[Items from a labeling collection]
-- Begin --
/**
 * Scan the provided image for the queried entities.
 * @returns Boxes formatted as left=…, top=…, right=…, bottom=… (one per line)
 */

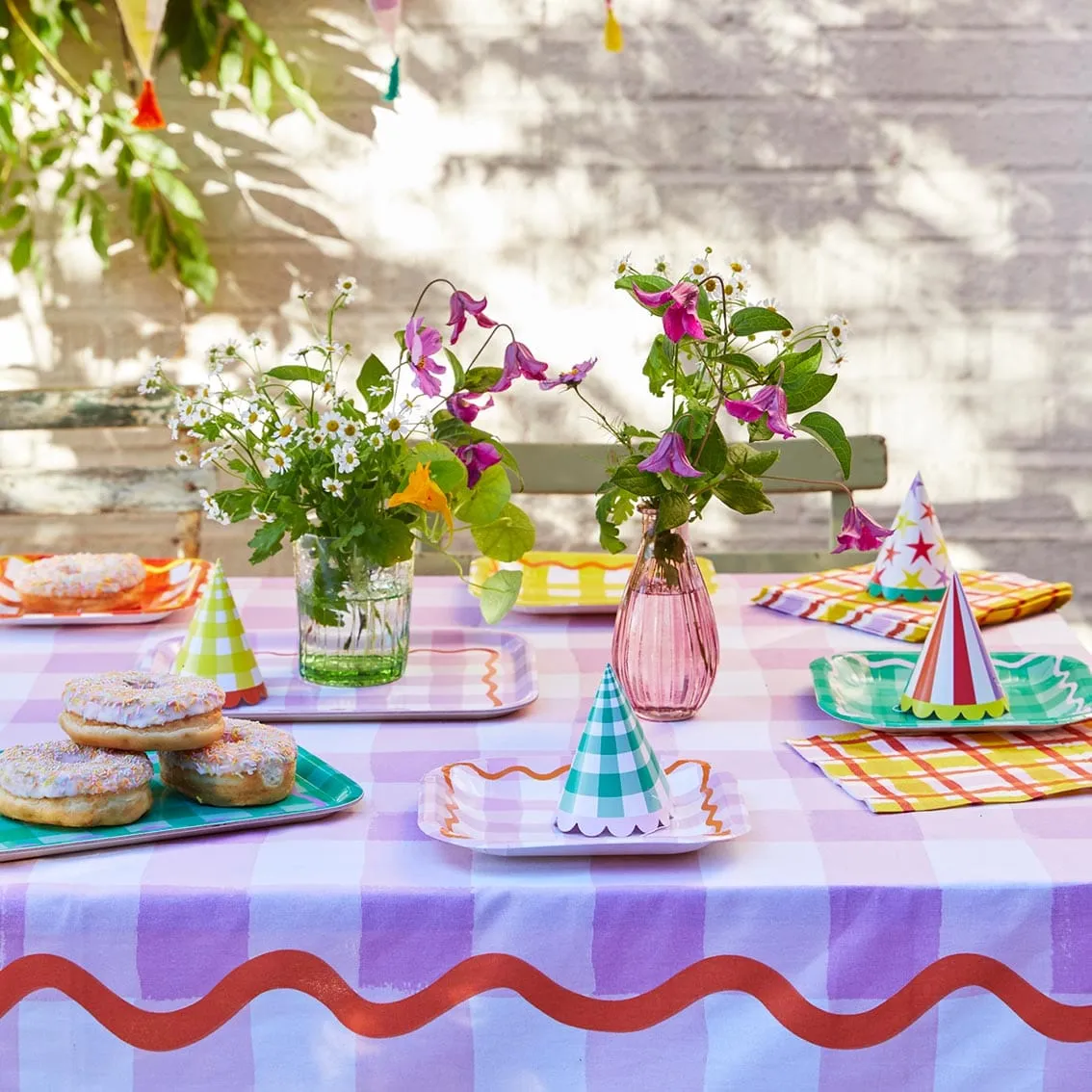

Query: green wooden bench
left=417, top=435, right=887, bottom=576
left=0, top=386, right=217, bottom=557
-- End --
Your task
Convert the listing above into a Markdown table with the columns Row and Line, numbering each non-blank line in order. Skip the blank lines and leave out the pictures.

Written reply
| Row | Line |
|---|---|
| 1 | /** |
| 2 |  * Scan the provided image for the queried entities. |
| 3 |  * @returns Boxes formatted as left=…, top=…, right=…, bottom=… (one per line) |
| 4 |  */ |
| 5 | Query: green wooden bench |
| 6 | left=417, top=435, right=887, bottom=576 |
| 7 | left=0, top=386, right=217, bottom=557 |